▶ [Texto fornecido]
Parte enorme dessa dificuldade é a identidade defensiva dos Celtics. O ataque de Golden State é uma máquina de caos controlado: executando muitas ações, movimentos e corta-luz fora da bola, os Warriors forçam a defesa a uma série de decisões rápidas e difíceis que precisam ser executadas em perfeita sincronia. Um mero atraso ou falha de comunicação, e Golden State faz chover fogo sobre você.

Boston, no entanto, se montou ao redor de uma defesa extremamente agressiva e versátil. Que ela é a melhor defesa da NBA você já sabia - e viu nos playoffs o motivo - mas a forma como ela joga que realmente é o diferencial. Com o DPOY Marcus Smart no ponto de ataque e um conjunto elite em trocar a marcação, Boston consegue quebrar as ações ofensivas dos adversários antes delas começaram de verdade, estrangulando a criação de jogadas e forçando os adversários a jogar individualmente - situação na qual Boston não tem elos fracos a serem atacados.

Isso é particularmente mortal contra os Warriors, que estão no seu melhor atacando defesas confusas e em movimento. Golden State gosta de usar cortas-luzes inusitados e em sequência para criar essas situações; a defesa de trocas de Boston, impecável como é, faz com que muito dos espaços criados desapareçam antes de serem aproveitados. Golden State é inteligente em usar essas trocas para criar mismatches e colocar Curry para atacar os piores defensores adversários, mas Boston não tem um defensor que possa ser explorado dessa maneira. E, quando o ataque dos Warriors não consegue abrir espaços, eles costumam exagerar no improviso e nos passes difíceis, gerando turnovers que iniciariam o ataque de transição dos Celtics.

Mas isso é muito mais fácil no papel do que na prática. Os Warriors tem tido muito sucesso nos rebotes ofensivos - Kevon Looney, em particular, tem sido extremamente dominante - e Boston jogou melhor contra Miami recuando mais os pivôs para o garrafão ao invés de se apoiar nas trocas, algo que não poderão fazer na mesma medida contra Golden State. Bucks e Heat não tinham grandes arremessadores a partir do drible e os Celtics estavam confortáveis desafiando os adversários a arremessarem no pick-and-roll, mas os Warriors tem os jogadores para castigar esse esquema - e como.

▶ [Exercício proposto 1]
Diga se cada afirmação concorda com o texto sobre a defesa dos Celtics, respondendo sim ou não e citando as palavras do texto que decidem a questão: (a) Marcus Smart é o DPOY; (b) contra Miami, Boston jogou melhor apoiando-se mais nas trocas de marcação; (c) Bucks e Heat tinham grandes arremessadores a partir do drible.
▶ [Exercício proposto 2]
Prossiga com o texto sobre a defesa dos Celtics contra os Warriors, começando logo após a última frase dele.

Itens armazenados do conjunto de dados:
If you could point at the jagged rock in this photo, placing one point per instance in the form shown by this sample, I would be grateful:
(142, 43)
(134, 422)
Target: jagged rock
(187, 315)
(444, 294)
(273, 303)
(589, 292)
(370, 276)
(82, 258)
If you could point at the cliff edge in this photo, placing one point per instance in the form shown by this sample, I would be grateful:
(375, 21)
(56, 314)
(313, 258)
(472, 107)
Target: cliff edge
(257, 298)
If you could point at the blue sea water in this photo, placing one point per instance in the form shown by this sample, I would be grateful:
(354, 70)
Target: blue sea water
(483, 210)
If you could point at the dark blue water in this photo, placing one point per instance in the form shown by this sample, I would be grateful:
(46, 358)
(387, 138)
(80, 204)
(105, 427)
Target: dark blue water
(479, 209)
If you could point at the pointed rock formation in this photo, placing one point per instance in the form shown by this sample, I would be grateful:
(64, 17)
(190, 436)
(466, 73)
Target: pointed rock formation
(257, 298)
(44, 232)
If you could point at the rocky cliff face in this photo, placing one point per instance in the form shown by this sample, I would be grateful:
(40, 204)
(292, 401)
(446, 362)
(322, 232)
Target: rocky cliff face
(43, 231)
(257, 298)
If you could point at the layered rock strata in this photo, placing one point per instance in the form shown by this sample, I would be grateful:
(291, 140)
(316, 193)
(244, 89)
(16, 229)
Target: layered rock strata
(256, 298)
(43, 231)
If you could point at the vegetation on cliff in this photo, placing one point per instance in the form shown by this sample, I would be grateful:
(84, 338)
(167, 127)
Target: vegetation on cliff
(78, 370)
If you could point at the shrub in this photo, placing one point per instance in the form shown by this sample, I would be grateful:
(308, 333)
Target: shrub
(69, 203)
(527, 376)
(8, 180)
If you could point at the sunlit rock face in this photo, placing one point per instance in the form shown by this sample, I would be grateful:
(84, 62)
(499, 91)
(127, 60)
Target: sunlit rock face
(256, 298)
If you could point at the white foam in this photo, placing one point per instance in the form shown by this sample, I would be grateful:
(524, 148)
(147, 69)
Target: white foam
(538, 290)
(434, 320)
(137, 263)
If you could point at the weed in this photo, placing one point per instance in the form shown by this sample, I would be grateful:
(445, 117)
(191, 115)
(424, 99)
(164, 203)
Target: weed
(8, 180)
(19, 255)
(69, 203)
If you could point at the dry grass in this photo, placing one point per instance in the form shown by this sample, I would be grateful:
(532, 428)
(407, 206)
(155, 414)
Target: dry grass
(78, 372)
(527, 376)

▶ [Resultado final 1]
(a) Sim: "Com o DPOY Marcus Smart no ponto de ataque".
(b) Não: "Boston jogou melhor contra Miami recuando mais os pivôs para o garrafão ao invés de se apoiar nas trocas".
(c) Não: "Bucks e Heat não tinham grandes arremessadores a partir do drible".

▶ [Resultado final 2]
Aqui é um lugar onde a questão física pode atrapalhar bastante os Celtics. Rob Williams esteve visivelmente limitado na série contra o Heat, especialmente no Jogo 7; essa versão de Williams não tem condições de acompanhar as movimentações dos Warriors no perímetro, e isso afeta todo o esquema defensivo do time. Grant Williams provavelmente é um jogador que os Warriors podem explorar nas trocas, e nós vimos ele sofrer nos rebotes defensivos contra Miami.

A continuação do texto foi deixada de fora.